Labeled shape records
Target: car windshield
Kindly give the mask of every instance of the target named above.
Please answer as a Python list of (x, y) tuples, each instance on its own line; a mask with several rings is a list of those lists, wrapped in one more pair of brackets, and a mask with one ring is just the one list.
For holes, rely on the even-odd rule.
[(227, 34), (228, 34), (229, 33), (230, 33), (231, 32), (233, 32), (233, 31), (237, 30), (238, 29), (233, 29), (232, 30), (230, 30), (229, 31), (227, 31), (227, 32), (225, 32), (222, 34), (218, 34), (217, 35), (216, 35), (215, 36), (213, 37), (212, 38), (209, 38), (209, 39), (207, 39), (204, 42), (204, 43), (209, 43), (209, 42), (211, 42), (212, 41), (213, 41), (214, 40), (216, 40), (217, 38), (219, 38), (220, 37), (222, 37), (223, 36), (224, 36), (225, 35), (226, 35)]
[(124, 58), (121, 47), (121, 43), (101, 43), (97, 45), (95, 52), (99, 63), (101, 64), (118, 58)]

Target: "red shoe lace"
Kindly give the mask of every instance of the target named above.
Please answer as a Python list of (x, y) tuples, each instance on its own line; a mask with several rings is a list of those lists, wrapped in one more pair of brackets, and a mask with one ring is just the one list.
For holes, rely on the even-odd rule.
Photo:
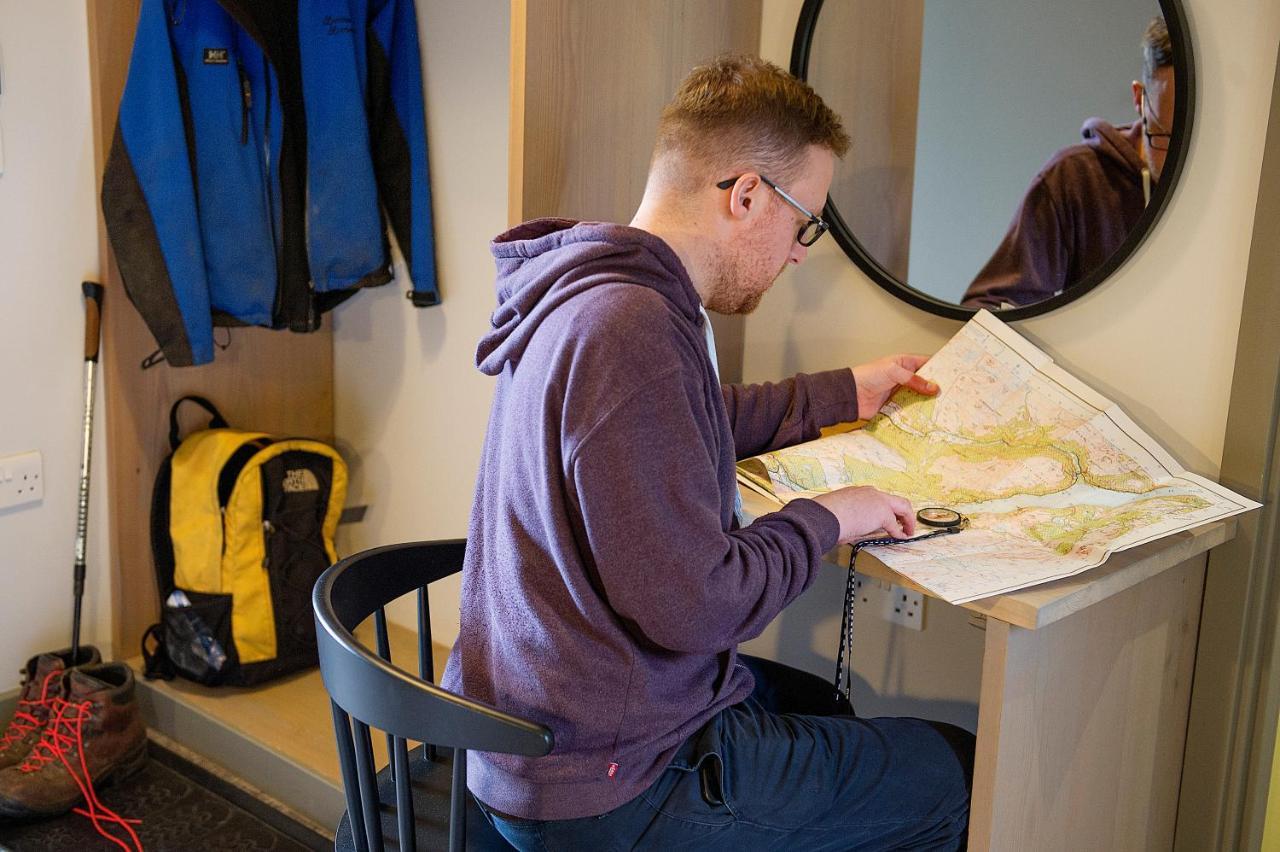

▶ [AIM]
Reproduce all lines of the records above, requests included, and increase every x and y coordinate in the answers by 33. Omit the pictures.

▶ [ANSWER TO THIS EXERCISE]
Target: car windshield
Kindly give the mask of every instance of the target named above.
Please answer as a Python list of (x, y) tuples, each instance on its own line; a mask with several rings is a list of those lists, wrapped in one more pair of brackets, and a mask with one ring is just the one list.
For holes, rely on the even-odd rule.
[(260, 67), (261, 67), (262, 66), (263, 66), (264, 65), (266, 65), (266, 64), (270, 63), (271, 62), (266, 62), (265, 63), (263, 63), (262, 64), (260, 64), (260, 65), (258, 65), (255, 67), (251, 67), (250, 68), (249, 68), (248, 69), (246, 70), (245, 71), (242, 71), (242, 72), (240, 72), (237, 75), (237, 76), (242, 76), (242, 75), (244, 75), (245, 74), (246, 74), (247, 73), (249, 73), (250, 71), (252, 71), (253, 70), (255, 70), (256, 69), (257, 69), (258, 68), (259, 68)]
[(157, 91), (154, 80), (154, 76), (134, 76), (130, 78), (128, 85), (132, 96), (134, 97), (151, 91)]

Target: "red shoe lace"
Kindly give the mask of every instance of the target named above.
Please answer as a Python list of (x, y) tuples, each instance on its own line; a mask with several rings is a list of those lists, wrapped in one more pair of brackets, and a mask with one ring is just the one list.
For holes, rely on the even-odd rule.
Photo:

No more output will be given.